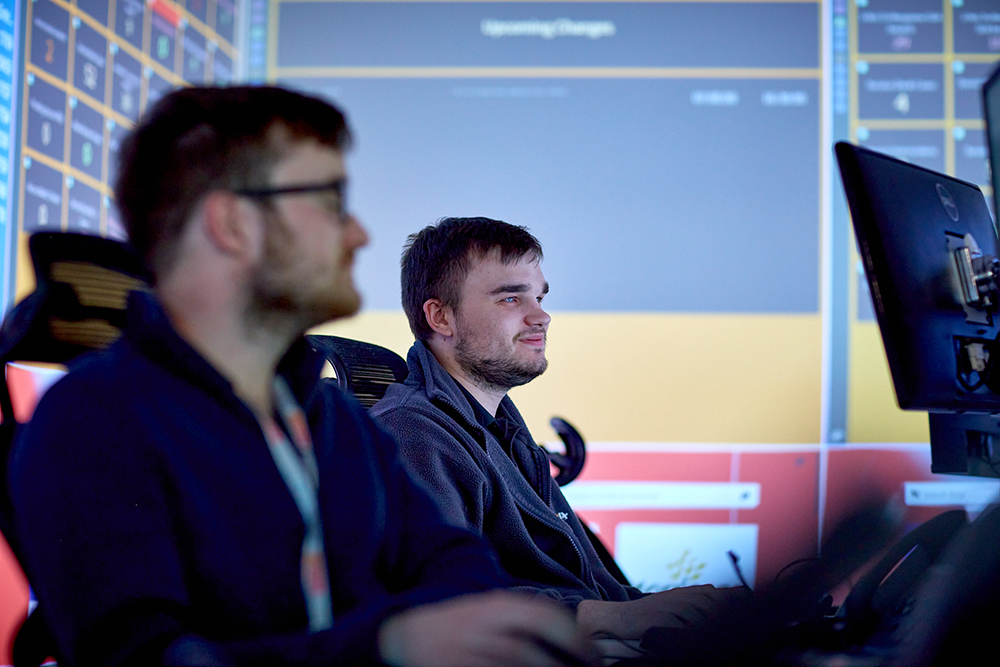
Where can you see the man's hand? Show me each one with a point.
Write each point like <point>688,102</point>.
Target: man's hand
<point>675,608</point>
<point>495,629</point>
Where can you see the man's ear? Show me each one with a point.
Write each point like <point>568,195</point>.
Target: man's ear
<point>229,226</point>
<point>440,318</point>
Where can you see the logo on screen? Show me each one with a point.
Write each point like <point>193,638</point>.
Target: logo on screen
<point>950,207</point>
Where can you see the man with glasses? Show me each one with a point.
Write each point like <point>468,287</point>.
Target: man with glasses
<point>194,495</point>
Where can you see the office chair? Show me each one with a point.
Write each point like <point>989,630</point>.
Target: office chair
<point>364,370</point>
<point>78,305</point>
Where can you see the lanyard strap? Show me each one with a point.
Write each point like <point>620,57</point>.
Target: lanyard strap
<point>296,462</point>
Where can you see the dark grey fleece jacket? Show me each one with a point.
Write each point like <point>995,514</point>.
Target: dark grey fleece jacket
<point>504,493</point>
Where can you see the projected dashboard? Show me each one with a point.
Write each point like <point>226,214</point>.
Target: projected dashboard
<point>91,69</point>
<point>637,139</point>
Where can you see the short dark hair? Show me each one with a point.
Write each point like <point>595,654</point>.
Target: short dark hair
<point>437,259</point>
<point>200,139</point>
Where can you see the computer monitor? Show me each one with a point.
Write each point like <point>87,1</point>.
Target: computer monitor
<point>991,112</point>
<point>929,249</point>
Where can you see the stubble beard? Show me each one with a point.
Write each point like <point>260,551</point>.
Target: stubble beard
<point>275,297</point>
<point>499,372</point>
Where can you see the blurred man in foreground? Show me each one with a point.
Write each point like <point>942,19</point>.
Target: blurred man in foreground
<point>193,495</point>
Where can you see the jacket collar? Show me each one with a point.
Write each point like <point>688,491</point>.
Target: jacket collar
<point>441,388</point>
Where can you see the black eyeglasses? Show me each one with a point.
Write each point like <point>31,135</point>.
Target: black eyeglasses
<point>337,205</point>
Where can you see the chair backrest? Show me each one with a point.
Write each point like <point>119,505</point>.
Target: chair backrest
<point>82,285</point>
<point>363,369</point>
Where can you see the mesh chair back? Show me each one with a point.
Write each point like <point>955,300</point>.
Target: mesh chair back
<point>363,369</point>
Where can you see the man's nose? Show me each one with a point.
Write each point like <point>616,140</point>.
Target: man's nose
<point>538,317</point>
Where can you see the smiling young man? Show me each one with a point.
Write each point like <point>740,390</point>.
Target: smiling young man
<point>194,495</point>
<point>472,291</point>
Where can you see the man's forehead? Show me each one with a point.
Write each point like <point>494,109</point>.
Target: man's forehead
<point>492,268</point>
<point>308,160</point>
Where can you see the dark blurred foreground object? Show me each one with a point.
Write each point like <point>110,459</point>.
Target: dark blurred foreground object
<point>931,600</point>
<point>82,284</point>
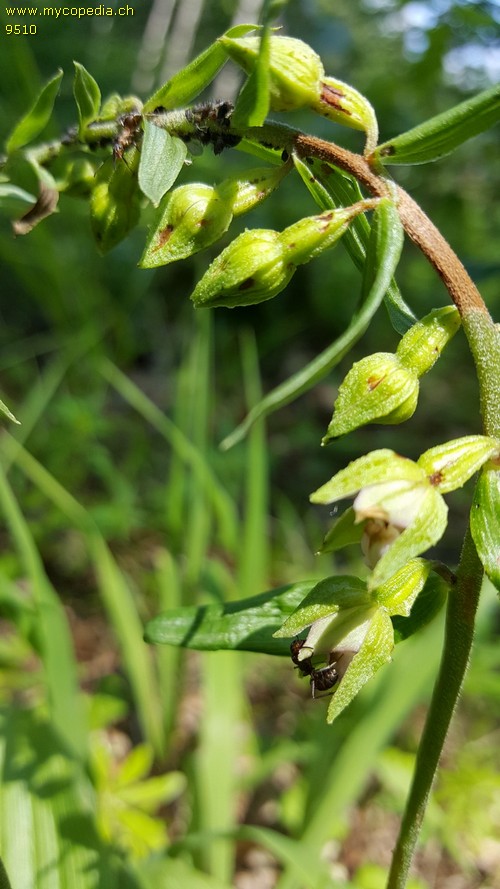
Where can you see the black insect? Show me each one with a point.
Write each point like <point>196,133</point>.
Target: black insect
<point>321,678</point>
<point>212,121</point>
<point>128,134</point>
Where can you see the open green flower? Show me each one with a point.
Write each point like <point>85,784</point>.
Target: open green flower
<point>399,502</point>
<point>350,629</point>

☆ ☆ ☆ ☆ ☆ ☆ ☆

▶ [About this exercise] Could you set down the records above word for word, without any of the pictures?

▶ [Worked solution]
Where can you see the man's hand? Show me each one with a point.
Write each point like <point>688,102</point>.
Target: man's hand
<point>675,608</point>
<point>495,629</point>
Where can you see the man's ear? Show me each one with a point.
Write each point like <point>568,195</point>.
Target: man's ear
<point>229,226</point>
<point>440,318</point>
Where can you see the logo on screen? Show me each one with a point.
Write each point like <point>193,638</point>.
Target: logo on screen
<point>950,207</point>
Where can you see the man with glasses? Show me each one with a point.
Write each point like <point>468,287</point>.
Target: man with glasses
<point>194,495</point>
Where can you see the office chair? Show me each one with a point.
Write each point like <point>989,630</point>.
Target: office chair
<point>364,370</point>
<point>78,305</point>
Where can you see the lanyard strap? Show me each one with a point.
Write each point like <point>620,57</point>.
Target: lanyard strap
<point>296,462</point>
Where can you see the dark grey fleece jacket? Show me each one with a point.
Write each point like <point>995,514</point>.
Target: dark grey fleece jacket
<point>504,493</point>
Where can you see the projected dashboard? Show me each one with a point.
Write each point like <point>226,214</point>.
Target: projected dashboard
<point>91,69</point>
<point>637,139</point>
Where can you see the short dark hair? Show me each one with a point.
Write each point like <point>595,654</point>.
Target: short dark hair
<point>437,259</point>
<point>200,139</point>
Where can you see the computer monitor? Show me each one with a point.
Write each point like <point>87,1</point>.
Target: computer monitor
<point>991,112</point>
<point>929,249</point>
Where can you see the stubble beard? Show me each one with a point.
Write each point like <point>260,551</point>.
Target: stubble beard
<point>275,297</point>
<point>499,372</point>
Where can you see the blurred man in foreground? Show me each one with a point.
Write each point like <point>942,19</point>.
Target: blurred man in foreground
<point>193,495</point>
Where can you see the jacket collar? Show me each one with a point.
Write each point like <point>688,491</point>.
Target: jacket collar
<point>441,388</point>
Where can you see the black eyeglasses? Show me each one with a point.
Write each point like <point>31,135</point>.
Target: black eyeglasses
<point>337,205</point>
Where can you see the chair backrest? Show me each one with a point.
Write each point like <point>119,505</point>.
Target: chair backrest
<point>82,285</point>
<point>363,369</point>
Where can you see the mesh chair back? Show me each one with a point.
Write each point like <point>955,300</point>.
Target: mesh chair back
<point>363,369</point>
Where can you see the man's nose? Show me each one with a point.
Write each point like <point>616,140</point>.
Target: man's nose
<point>538,317</point>
Where can you see the smiling young man? Show me each one with a point.
Write each point like <point>740,390</point>.
Target: smiling young man
<point>194,495</point>
<point>472,291</point>
Where can you see the man's forehead? Show me each one with a point.
Write each point like <point>494,109</point>.
Target: man's forehead
<point>492,268</point>
<point>308,160</point>
Where can you see the dark blurred foreground object? Show me each one with a point.
Write each point like <point>110,459</point>.
Target: dark blurred foreground object
<point>931,600</point>
<point>82,284</point>
Where can you see the black insect? Show me each one with a point.
Write each point like <point>196,133</point>.
Target: black insect
<point>321,678</point>
<point>212,121</point>
<point>128,134</point>
Where can you see the open green flower? Show me each one with a point.
Write each point like <point>85,784</point>.
Target: open green flower
<point>399,502</point>
<point>350,629</point>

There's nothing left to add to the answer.